**WHAT NEEDS TO BE DONE**
In full and without change, repeat the records shown below.

**INFORMATION PROVIDED**
################

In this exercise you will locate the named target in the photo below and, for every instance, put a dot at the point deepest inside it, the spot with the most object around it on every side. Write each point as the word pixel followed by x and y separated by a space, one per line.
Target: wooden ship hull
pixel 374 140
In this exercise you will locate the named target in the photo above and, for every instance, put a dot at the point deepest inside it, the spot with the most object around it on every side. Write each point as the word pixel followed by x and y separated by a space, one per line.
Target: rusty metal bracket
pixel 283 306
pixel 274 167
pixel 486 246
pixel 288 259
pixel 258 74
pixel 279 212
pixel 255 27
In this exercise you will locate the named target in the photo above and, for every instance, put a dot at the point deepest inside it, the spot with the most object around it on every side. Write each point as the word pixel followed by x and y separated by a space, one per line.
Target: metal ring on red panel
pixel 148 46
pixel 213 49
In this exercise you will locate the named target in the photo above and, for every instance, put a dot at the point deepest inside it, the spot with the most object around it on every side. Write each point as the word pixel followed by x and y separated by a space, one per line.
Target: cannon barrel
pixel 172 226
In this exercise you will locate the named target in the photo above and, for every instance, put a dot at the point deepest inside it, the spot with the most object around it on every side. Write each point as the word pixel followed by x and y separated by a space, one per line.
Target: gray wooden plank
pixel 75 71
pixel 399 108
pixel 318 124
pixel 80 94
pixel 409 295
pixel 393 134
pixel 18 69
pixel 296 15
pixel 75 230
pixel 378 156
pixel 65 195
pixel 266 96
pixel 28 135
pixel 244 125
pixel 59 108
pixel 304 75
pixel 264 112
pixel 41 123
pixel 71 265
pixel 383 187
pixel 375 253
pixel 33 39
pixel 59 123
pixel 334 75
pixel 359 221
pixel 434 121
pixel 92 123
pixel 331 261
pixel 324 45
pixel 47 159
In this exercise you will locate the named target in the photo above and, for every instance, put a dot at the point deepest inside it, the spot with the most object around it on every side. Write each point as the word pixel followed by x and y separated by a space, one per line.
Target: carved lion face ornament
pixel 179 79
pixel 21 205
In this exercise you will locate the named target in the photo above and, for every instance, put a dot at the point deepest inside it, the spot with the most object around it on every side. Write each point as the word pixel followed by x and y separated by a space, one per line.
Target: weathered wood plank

################

**WRITTEN REPLY**
In this exercise you will locate the named target in the photo below and, for every instance, put a dot at the point deepest inside it, the spot with the most object around it on every side. Write each point as the word pixel followed by x and y separated by a space, one per line.
Target: wooden ship hull
pixel 374 140
In this exercise you will locate the named target in the photo above and, for every instance, put a dot at the point deepest inside it, the spot with the most object around it on every side. Write each point as the word pixel followed by x and y separated by a space, one per line.
Target: rusty metal bracket
pixel 283 306
pixel 274 167
pixel 486 246
pixel 288 259
pixel 258 74
pixel 279 212
pixel 255 27
In this exercise you will locate the named target in the photo above and, for every instance, put a dot at the point deepest inside it, the spot with the most object around it on every side. Write each point as the word pixel followed by x and y separated by a space, one per line.
Target: metal ring on red panel
pixel 148 46
pixel 213 49
In this exercise you will locate the named target in the photo above and, for every instance, put a dot at the point deepest inside it, the spot with the most object around it on every side. Write each point as the word pixel followed by x and y separated by a space, one per line.
Target: cannon barrel
pixel 172 226
In this exercise you will locate the named target in the photo above and, for every instance, put a dot at the point deepest inside it, the spot with the most object around it on every side. Write each point as the word pixel followed by x and y separated by a space, one per line.
Target: gray wooden plank
pixel 75 71
pixel 399 108
pixel 318 124
pixel 80 94
pixel 409 295
pixel 393 134
pixel 18 69
pixel 296 15
pixel 75 230
pixel 378 156
pixel 65 195
pixel 266 96
pixel 28 135
pixel 244 125
pixel 59 108
pixel 304 75
pixel 264 112
pixel 41 123
pixel 71 265
pixel 383 187
pixel 375 253
pixel 33 39
pixel 59 123
pixel 334 75
pixel 359 221
pixel 434 121
pixel 92 123
pixel 331 261
pixel 324 45
pixel 47 159
In this exercise you will locate the named target in the photo above and, for every instance, put a dot at the point deepest inside it, the spot with the most object around it on every side. Write each point as the word pixel followed by x and y separated by a space, one per line.
Target: carved lion face ornament
pixel 179 79
pixel 21 205
In this exercise you will locate the named target in the photo above and, for every instance, put a dot at the point deepest inside it, the spot with the most object around it on every side. Write each point as the word pixel followed by x and y separated by a space, one per line.
Target: weathered wood plank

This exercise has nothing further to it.